--- DATA ROWS ---

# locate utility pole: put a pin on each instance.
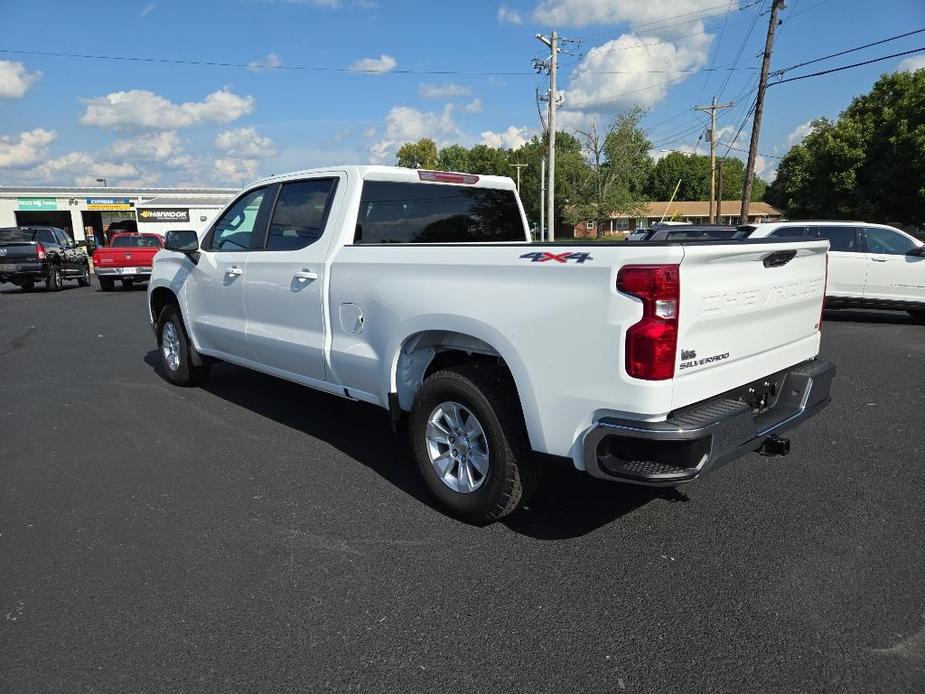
(542, 199)
(553, 43)
(713, 107)
(518, 167)
(759, 110)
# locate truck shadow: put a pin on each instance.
(568, 503)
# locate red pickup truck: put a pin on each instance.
(127, 258)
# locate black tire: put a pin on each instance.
(53, 280)
(185, 373)
(487, 392)
(84, 279)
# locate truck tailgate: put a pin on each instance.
(747, 310)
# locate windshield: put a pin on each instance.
(14, 235)
(135, 242)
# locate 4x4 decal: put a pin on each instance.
(545, 257)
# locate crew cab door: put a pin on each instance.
(284, 285)
(216, 296)
(892, 275)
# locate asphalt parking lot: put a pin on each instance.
(256, 536)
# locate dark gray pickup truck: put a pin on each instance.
(41, 254)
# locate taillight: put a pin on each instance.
(652, 343)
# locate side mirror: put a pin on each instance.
(186, 242)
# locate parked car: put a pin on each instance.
(127, 259)
(870, 265)
(691, 232)
(41, 254)
(419, 292)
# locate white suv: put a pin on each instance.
(870, 265)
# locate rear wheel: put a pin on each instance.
(470, 443)
(84, 279)
(53, 281)
(176, 350)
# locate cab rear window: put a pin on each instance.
(395, 212)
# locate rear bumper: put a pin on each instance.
(708, 434)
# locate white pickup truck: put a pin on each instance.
(419, 291)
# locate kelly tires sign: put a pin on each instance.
(163, 214)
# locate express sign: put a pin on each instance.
(163, 214)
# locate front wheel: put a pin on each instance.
(470, 443)
(176, 350)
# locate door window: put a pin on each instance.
(300, 214)
(888, 242)
(841, 238)
(234, 229)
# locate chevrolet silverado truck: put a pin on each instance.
(41, 254)
(128, 259)
(419, 292)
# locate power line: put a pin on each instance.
(847, 67)
(849, 50)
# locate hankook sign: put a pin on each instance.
(163, 214)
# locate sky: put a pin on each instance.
(310, 83)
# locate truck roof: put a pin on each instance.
(372, 172)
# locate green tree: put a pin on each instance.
(454, 158)
(418, 155)
(868, 164)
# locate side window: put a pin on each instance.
(788, 232)
(888, 241)
(234, 229)
(840, 238)
(46, 236)
(300, 214)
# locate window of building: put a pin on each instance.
(300, 214)
(396, 212)
(888, 242)
(233, 231)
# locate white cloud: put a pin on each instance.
(15, 79)
(376, 66)
(244, 142)
(578, 13)
(270, 62)
(912, 63)
(801, 131)
(26, 149)
(83, 169)
(139, 108)
(442, 91)
(512, 138)
(150, 146)
(611, 77)
(506, 15)
(235, 170)
(405, 124)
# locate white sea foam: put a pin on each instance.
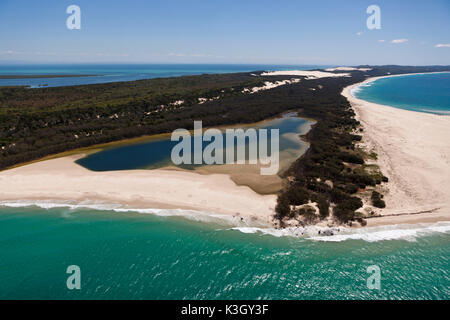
(100, 206)
(315, 233)
(393, 232)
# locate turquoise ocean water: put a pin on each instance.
(104, 73)
(126, 253)
(422, 92)
(130, 255)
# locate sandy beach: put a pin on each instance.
(412, 148)
(414, 153)
(63, 180)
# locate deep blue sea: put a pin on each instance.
(132, 255)
(103, 73)
(422, 92)
(129, 253)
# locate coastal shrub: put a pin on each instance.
(297, 195)
(377, 200)
(345, 210)
(324, 206)
(309, 214)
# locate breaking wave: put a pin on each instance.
(315, 233)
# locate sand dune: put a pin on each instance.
(308, 74)
(63, 180)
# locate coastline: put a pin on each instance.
(412, 152)
(401, 138)
(66, 181)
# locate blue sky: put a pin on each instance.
(234, 31)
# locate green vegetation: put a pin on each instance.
(377, 200)
(38, 122)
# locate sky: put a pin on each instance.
(319, 32)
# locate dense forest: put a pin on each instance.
(39, 122)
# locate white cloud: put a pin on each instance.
(399, 41)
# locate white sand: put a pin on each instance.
(63, 180)
(348, 69)
(270, 85)
(309, 74)
(414, 153)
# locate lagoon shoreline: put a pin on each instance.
(412, 151)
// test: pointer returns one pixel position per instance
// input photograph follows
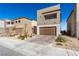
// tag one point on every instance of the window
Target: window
(8, 22)
(50, 16)
(19, 21)
(12, 22)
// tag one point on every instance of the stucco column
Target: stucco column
(58, 30)
(37, 30)
(77, 20)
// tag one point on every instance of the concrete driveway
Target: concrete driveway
(35, 47)
(42, 39)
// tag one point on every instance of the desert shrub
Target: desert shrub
(59, 44)
(60, 39)
(21, 37)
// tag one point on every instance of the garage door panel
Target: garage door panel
(48, 31)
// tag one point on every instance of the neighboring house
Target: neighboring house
(48, 21)
(18, 26)
(73, 22)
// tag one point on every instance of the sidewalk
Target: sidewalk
(33, 49)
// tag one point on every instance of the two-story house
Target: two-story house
(18, 26)
(48, 21)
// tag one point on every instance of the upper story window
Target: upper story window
(16, 21)
(50, 16)
(19, 21)
(12, 22)
(8, 22)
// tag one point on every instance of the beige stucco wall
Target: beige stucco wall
(77, 19)
(34, 23)
(40, 17)
(41, 22)
(23, 22)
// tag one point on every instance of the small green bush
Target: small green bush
(21, 37)
(60, 39)
(59, 44)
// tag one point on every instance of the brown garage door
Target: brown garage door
(47, 30)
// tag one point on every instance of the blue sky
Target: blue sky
(15, 10)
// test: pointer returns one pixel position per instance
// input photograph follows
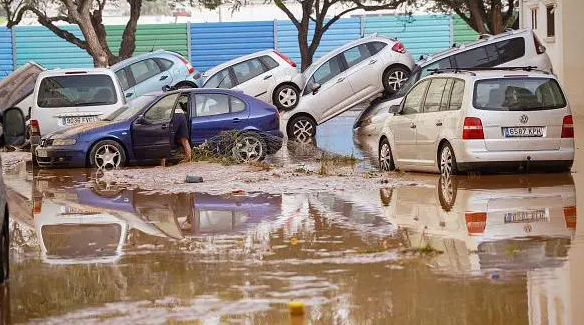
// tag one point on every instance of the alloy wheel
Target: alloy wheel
(396, 79)
(287, 97)
(249, 149)
(107, 157)
(303, 130)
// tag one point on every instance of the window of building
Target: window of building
(551, 20)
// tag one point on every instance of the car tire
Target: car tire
(112, 155)
(5, 250)
(250, 147)
(394, 78)
(301, 128)
(386, 162)
(447, 160)
(286, 97)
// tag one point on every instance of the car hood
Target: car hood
(76, 131)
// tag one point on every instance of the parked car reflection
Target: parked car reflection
(505, 222)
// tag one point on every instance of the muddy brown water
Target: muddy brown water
(503, 249)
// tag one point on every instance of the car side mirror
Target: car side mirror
(14, 127)
(314, 88)
(395, 109)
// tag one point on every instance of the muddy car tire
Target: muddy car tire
(286, 97)
(5, 250)
(394, 78)
(301, 128)
(386, 162)
(107, 154)
(250, 147)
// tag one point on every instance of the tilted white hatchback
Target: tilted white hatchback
(465, 120)
(349, 75)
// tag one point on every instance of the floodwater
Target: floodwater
(503, 249)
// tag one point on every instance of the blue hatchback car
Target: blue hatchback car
(143, 132)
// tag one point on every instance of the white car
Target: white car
(510, 49)
(67, 97)
(347, 76)
(465, 120)
(267, 75)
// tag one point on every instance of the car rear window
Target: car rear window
(76, 90)
(518, 94)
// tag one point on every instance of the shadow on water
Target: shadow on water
(457, 250)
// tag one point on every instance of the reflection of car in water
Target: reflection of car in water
(477, 222)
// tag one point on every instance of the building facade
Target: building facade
(559, 26)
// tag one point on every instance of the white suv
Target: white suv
(463, 120)
(345, 77)
(267, 75)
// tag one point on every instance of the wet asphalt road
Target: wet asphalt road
(504, 249)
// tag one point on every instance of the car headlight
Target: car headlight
(64, 142)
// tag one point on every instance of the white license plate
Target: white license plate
(42, 153)
(532, 131)
(79, 120)
(527, 216)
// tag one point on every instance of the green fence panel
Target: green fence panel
(171, 37)
(462, 31)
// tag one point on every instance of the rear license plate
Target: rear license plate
(42, 153)
(79, 120)
(527, 216)
(533, 131)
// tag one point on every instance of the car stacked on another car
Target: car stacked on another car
(461, 120)
(349, 75)
(509, 49)
(153, 71)
(267, 75)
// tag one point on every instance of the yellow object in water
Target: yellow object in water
(296, 308)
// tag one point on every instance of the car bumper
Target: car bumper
(65, 157)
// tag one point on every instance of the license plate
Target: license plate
(42, 153)
(533, 131)
(79, 120)
(527, 216)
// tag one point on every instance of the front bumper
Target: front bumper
(60, 157)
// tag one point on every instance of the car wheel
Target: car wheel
(250, 147)
(107, 154)
(5, 250)
(301, 128)
(447, 160)
(394, 78)
(386, 162)
(286, 97)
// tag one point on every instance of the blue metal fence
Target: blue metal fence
(215, 43)
(341, 32)
(6, 64)
(420, 34)
(36, 43)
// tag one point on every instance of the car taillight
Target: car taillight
(472, 129)
(34, 127)
(568, 127)
(539, 48)
(399, 48)
(570, 217)
(285, 58)
(476, 222)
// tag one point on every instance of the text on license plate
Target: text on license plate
(527, 216)
(79, 120)
(533, 131)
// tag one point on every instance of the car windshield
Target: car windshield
(125, 112)
(77, 90)
(518, 94)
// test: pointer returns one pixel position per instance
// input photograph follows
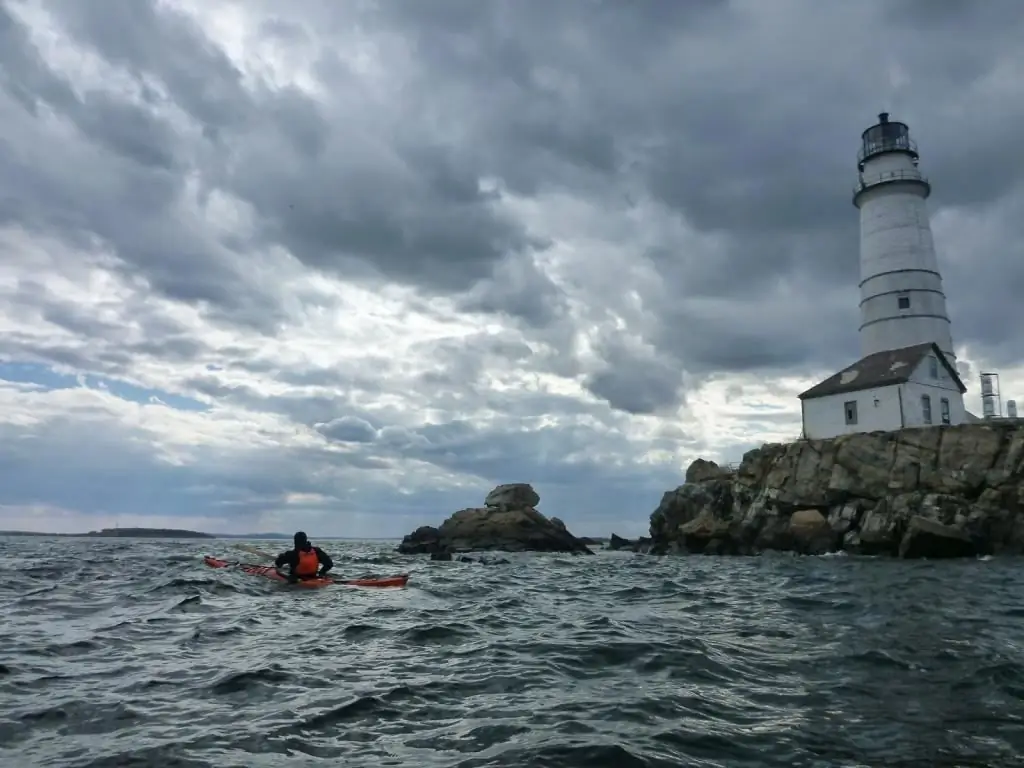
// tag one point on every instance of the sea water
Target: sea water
(134, 653)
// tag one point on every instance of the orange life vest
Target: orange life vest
(307, 564)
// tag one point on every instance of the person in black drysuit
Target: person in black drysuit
(304, 560)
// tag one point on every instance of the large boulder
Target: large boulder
(508, 522)
(513, 496)
(932, 492)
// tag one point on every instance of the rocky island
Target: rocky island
(508, 521)
(932, 492)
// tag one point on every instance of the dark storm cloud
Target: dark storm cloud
(741, 119)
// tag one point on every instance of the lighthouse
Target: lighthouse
(906, 376)
(901, 298)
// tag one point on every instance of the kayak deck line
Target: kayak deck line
(268, 571)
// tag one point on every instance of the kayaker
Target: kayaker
(304, 560)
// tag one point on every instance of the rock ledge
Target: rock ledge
(508, 521)
(933, 492)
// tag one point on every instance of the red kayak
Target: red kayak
(268, 571)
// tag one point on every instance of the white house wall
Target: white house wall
(922, 383)
(878, 409)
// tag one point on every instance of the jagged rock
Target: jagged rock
(499, 525)
(926, 538)
(513, 496)
(616, 544)
(932, 492)
(701, 469)
(811, 532)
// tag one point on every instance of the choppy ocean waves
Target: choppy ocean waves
(121, 653)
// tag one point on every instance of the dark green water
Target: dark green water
(134, 653)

---

PROMPT –
Using the material above, reproduce exactly the line that contains "the large boulder" and all lines after it through the last one, and only those.

TASK ANSWER –
// tag one point on every instance of the large boulder
Target: large boulder
(508, 522)
(513, 496)
(932, 492)
// tag one point on every instance of the rocky island
Target: rocky island
(508, 521)
(932, 492)
// tag one point on every instance of the dark storm cloud
Target: dark storm cloud
(741, 119)
// tag one point on every instance of the lighthouse
Target: lighthouse
(906, 376)
(901, 298)
// tag one point on every instance of the kayak deck line
Target: kayak deck line
(268, 571)
// tag one point on every instance of the kayaker
Target: kayaker
(304, 560)
// tag one point on every instance of the rock ledge
Target: rock ledge
(508, 521)
(933, 492)
// tag one point on every instance of the red kayak
Target: red kayak
(268, 571)
// tag one point on every instance of the white house wall
Target: white house wall
(922, 383)
(878, 409)
// tag one point on every instance of the jagged rock
Target: jagged rock
(499, 525)
(926, 538)
(513, 496)
(616, 544)
(932, 492)
(701, 469)
(811, 532)
// tag one point on every instance of the choppy ocean waves
Target: choppy ocean waves
(121, 653)
// tag one point on every instance of the dark green water
Target: dark green water
(134, 653)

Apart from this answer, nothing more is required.